### EXCERPTED TEXT ###

Tealium

Tealium revolutionises today’s digital businesses with a universal approach to customer data orchestration – spanning web, mobile, offline, and IoT devices. With the power to unify customer data into a single source of truth, Tealium offers a turnkey integration ecosystem supporting over 1,300 client-side and server-side vendors and technologies. The Tealium Universal Data Hub enables organisations to leverage real-time data to create richer, more personalised digital experiences across every team, technology, and customer touchpoint.

7 ways CMOs can improve their customer engagement game

Customer engagement is the name of the game for modern marketing teams, and digital, data and customer-centric ways of working are key to realising this ambition. 

How brands drive customer engagement and the role personalisation plays in achieving success took centre stage during a recent ‘Meet the CMO’ session at CMO Momentum 2020. The intimate discussion was led by the real-life experiences of ABC director of audiences, Leisa Bacon, and featured Tealium’s VP and general manager for APJ, Will Griffith.

###

PROBLEM SET
A: According to the Tealium page, how many client-side and server-side vendors and technologies does Tealium's integration ecosystem support?
B: For each statement, decide whether the Tealium page agrees with it. Answer yes or no and quote the deciding words. (i) The 'Meet the CMO' session was part of CMO Momentum 2020. (ii) Will Griffith led the discussion. (iii) Tealium's approach to customer data orchestration covers IoT devices.
C: List every area that Tealium's approach to customer data orchestration spans, as named on the Tealium page.

### DATA PROVIDED ###

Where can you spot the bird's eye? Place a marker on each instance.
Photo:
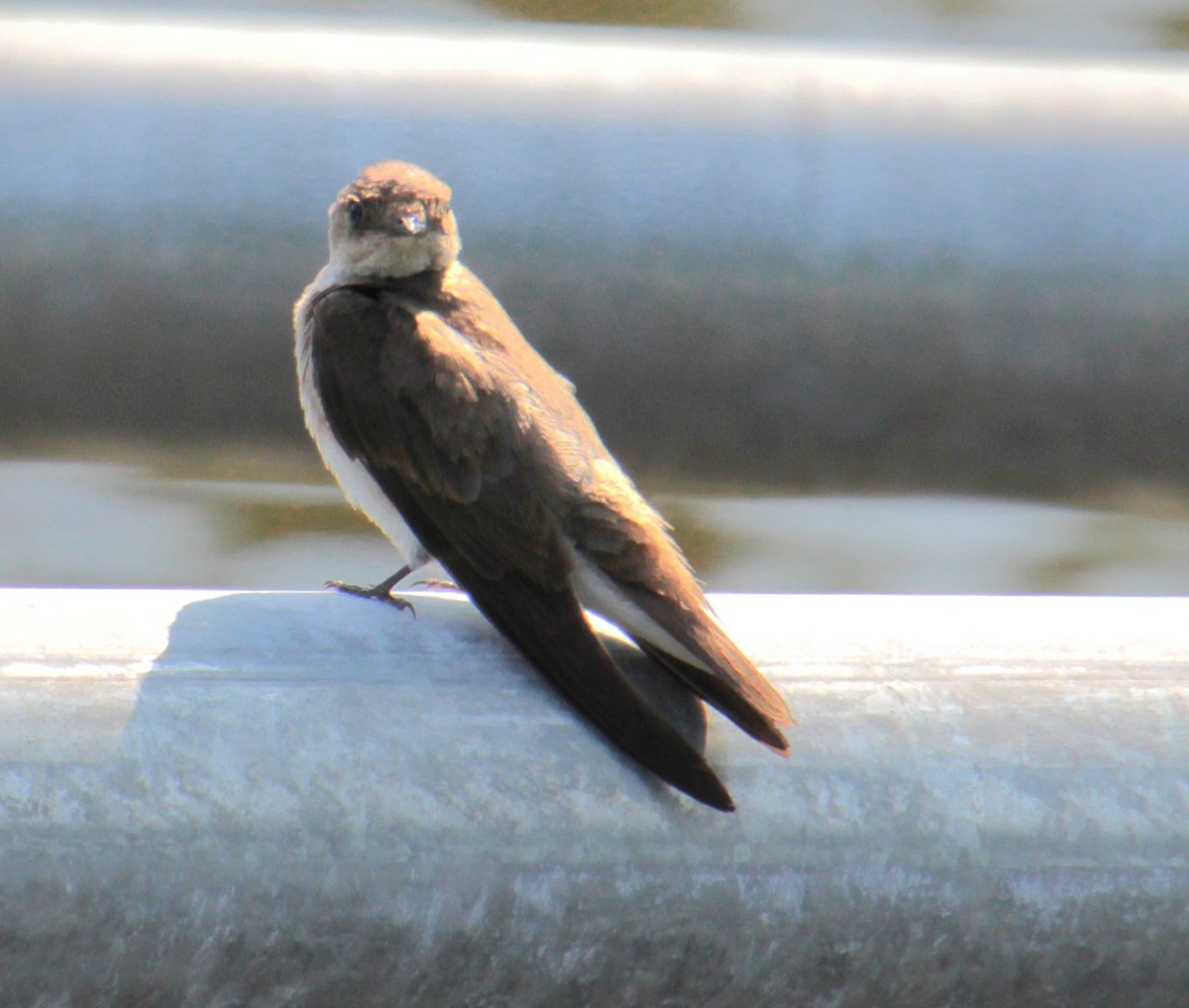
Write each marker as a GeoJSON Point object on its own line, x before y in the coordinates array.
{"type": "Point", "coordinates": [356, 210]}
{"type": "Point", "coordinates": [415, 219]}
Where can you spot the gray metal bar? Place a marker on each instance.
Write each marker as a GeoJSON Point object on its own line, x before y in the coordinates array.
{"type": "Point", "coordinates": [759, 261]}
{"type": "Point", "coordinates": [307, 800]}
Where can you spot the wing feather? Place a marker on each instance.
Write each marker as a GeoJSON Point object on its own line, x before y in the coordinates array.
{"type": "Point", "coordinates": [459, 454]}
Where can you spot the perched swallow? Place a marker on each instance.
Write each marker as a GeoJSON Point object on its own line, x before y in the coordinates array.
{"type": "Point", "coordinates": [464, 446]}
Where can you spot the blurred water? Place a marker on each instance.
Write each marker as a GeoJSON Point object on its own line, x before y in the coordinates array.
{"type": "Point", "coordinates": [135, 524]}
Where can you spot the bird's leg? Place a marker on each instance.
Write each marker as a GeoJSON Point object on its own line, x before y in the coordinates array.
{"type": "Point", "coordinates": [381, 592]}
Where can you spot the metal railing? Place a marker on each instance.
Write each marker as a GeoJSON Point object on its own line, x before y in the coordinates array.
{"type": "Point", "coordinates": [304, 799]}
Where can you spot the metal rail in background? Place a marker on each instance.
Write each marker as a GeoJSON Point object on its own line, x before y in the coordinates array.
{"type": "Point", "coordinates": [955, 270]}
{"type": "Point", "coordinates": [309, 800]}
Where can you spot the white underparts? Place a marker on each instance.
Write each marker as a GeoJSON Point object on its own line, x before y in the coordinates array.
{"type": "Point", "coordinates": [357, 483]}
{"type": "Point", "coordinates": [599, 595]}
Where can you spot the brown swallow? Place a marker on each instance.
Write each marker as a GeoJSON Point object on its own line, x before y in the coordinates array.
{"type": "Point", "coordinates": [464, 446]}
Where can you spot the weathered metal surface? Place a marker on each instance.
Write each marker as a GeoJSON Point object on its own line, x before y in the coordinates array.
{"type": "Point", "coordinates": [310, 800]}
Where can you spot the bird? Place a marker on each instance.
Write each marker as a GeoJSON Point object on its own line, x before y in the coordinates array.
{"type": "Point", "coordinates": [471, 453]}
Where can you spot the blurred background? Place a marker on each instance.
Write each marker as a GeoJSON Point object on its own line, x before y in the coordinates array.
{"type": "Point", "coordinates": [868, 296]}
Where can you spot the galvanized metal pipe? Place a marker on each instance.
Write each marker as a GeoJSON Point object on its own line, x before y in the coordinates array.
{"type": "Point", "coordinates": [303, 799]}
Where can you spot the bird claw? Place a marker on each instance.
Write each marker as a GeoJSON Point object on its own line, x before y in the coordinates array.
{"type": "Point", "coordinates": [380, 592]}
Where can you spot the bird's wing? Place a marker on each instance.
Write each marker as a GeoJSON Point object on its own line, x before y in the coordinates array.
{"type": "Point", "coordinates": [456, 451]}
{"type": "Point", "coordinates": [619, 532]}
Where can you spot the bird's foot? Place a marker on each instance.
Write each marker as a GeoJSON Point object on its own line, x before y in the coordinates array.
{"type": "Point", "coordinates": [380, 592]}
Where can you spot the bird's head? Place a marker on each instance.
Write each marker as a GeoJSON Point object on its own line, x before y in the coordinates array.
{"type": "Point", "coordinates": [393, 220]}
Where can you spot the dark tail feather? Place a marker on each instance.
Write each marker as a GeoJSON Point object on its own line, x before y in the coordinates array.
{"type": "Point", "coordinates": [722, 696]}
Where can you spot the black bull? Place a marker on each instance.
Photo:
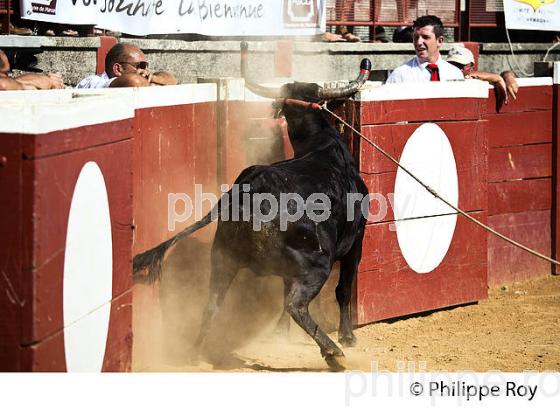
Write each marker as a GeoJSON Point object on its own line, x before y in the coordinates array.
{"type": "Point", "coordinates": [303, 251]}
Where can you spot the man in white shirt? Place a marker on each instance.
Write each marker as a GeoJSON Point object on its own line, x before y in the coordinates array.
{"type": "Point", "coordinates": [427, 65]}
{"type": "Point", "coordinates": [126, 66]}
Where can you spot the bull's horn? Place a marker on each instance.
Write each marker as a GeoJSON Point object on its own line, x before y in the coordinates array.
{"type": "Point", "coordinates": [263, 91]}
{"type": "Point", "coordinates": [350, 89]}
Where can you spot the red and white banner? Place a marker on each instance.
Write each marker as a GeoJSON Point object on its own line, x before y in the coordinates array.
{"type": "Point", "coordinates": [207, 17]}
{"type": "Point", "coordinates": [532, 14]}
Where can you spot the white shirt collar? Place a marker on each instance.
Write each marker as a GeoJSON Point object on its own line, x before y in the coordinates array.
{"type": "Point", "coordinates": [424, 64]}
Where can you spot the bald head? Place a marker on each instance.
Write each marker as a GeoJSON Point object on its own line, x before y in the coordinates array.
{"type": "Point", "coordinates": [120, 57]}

###
### DATA PROVIDED ###

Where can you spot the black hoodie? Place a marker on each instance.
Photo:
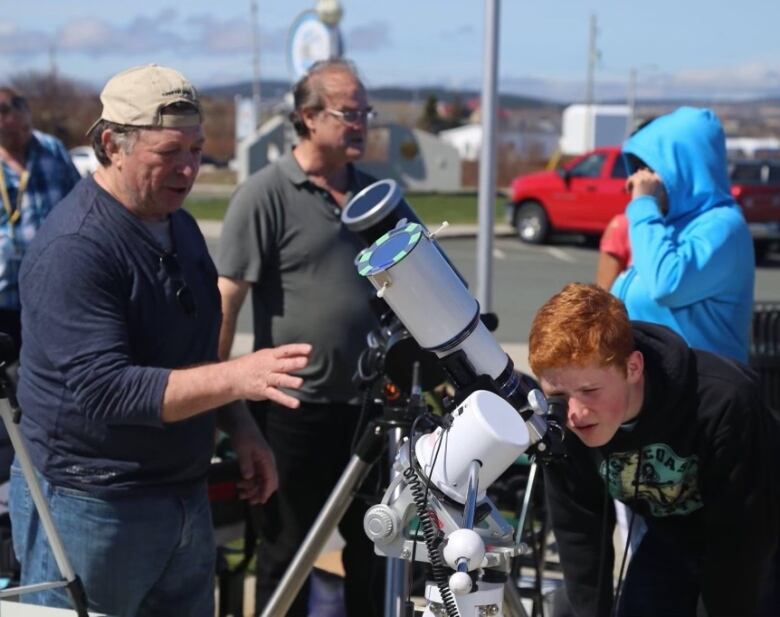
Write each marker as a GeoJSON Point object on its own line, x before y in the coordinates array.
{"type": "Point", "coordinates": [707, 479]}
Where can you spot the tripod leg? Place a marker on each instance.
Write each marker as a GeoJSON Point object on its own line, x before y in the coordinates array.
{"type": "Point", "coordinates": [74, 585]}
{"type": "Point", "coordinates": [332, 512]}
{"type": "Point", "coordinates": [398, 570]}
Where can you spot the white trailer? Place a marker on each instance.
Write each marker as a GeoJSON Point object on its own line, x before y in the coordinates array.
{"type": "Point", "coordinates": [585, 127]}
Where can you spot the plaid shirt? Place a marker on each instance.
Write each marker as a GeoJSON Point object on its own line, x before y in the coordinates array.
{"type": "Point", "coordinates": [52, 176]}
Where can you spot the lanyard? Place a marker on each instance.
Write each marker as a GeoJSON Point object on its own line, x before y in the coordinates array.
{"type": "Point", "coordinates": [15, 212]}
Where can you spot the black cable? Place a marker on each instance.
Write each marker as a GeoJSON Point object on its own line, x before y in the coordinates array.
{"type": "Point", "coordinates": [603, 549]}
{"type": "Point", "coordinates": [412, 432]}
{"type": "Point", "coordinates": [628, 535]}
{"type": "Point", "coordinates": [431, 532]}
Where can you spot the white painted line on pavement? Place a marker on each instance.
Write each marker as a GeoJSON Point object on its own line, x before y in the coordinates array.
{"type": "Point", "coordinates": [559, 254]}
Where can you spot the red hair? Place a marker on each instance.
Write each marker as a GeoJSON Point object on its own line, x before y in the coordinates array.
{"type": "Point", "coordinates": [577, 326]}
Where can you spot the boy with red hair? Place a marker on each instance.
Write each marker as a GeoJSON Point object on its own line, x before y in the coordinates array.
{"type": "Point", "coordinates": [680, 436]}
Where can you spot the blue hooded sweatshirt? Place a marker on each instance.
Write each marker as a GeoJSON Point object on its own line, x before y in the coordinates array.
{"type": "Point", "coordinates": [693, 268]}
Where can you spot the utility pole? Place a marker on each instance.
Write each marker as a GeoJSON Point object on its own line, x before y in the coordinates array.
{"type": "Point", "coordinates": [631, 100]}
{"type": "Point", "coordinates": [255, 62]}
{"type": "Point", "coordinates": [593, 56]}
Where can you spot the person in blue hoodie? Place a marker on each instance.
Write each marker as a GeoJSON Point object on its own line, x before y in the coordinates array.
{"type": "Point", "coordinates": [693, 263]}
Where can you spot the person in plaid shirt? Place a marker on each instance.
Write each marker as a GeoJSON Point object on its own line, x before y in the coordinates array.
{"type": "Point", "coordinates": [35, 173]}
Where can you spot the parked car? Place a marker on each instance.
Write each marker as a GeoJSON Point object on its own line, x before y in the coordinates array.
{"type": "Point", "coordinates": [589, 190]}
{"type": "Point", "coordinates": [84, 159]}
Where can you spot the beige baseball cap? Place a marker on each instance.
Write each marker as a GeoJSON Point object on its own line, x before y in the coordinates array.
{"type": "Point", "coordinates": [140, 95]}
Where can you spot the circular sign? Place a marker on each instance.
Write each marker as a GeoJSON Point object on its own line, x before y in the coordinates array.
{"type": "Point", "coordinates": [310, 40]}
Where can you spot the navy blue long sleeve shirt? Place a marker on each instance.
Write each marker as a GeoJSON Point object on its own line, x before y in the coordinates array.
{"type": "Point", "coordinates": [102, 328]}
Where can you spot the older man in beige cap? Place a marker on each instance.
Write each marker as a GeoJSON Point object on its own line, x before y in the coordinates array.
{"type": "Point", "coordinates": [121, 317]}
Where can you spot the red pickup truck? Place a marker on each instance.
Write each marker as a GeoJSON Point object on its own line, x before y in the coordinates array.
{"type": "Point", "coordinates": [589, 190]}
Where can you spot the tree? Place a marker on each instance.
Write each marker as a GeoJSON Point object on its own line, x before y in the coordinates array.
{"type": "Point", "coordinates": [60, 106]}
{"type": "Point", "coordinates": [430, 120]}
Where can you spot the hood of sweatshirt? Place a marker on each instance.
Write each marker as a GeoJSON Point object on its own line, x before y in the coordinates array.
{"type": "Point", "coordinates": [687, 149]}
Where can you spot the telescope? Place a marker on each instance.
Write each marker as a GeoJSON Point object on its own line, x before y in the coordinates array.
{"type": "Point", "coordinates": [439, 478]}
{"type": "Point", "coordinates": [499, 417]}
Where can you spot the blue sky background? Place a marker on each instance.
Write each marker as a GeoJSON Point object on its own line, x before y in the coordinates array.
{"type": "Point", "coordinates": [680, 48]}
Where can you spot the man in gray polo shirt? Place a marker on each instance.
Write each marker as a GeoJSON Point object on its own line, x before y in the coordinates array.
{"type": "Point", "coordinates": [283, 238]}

###
### DATA PROVIDED ###

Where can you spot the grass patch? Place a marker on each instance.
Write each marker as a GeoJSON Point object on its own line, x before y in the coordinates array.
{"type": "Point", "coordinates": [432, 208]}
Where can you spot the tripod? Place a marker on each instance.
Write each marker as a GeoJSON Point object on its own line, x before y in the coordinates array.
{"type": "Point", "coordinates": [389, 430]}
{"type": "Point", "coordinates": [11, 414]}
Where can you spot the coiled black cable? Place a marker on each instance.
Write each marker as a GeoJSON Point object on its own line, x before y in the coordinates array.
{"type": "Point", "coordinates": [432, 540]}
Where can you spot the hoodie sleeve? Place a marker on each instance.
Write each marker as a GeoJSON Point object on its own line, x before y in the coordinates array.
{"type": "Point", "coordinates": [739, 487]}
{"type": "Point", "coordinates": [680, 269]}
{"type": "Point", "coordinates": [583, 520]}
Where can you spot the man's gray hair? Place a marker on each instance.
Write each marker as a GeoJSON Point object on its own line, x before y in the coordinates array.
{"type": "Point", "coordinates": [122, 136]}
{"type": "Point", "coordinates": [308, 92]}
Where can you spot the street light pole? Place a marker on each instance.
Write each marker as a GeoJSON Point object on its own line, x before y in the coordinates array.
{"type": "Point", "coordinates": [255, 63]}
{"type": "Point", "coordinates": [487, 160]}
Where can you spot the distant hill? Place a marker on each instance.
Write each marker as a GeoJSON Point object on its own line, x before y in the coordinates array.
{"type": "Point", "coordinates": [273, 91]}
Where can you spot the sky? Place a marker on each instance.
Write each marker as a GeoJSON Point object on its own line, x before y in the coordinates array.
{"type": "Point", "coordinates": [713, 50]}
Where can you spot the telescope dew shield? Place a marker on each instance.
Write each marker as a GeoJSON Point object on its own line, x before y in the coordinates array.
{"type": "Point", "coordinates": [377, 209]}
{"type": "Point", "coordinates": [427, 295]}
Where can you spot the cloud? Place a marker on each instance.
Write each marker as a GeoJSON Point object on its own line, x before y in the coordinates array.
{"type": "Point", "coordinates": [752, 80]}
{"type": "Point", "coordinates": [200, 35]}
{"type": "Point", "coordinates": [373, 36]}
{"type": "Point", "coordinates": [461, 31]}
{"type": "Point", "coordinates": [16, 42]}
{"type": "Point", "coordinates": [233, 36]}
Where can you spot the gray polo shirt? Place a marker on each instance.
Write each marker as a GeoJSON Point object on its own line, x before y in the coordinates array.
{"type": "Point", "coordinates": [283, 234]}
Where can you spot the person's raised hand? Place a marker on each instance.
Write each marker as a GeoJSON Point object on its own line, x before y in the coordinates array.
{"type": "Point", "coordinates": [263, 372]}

###

TASK-BY-TASK RESULTS
A: Over 1,300.

B:
(i) Yes: "during a recent ‘Meet the CMO’ session at CMO Momentum 2020"
(ii) No: "The intimate discussion was led by the real-life experiences of ABC director of audiences, Leisa Bacon, and featured Tealium’s VP and general manager for APJ, Will Griffith."
(iii) Yes: "spanning web, mobile, offline, and IoT devices"

C: web, mobile, offline, IoT devices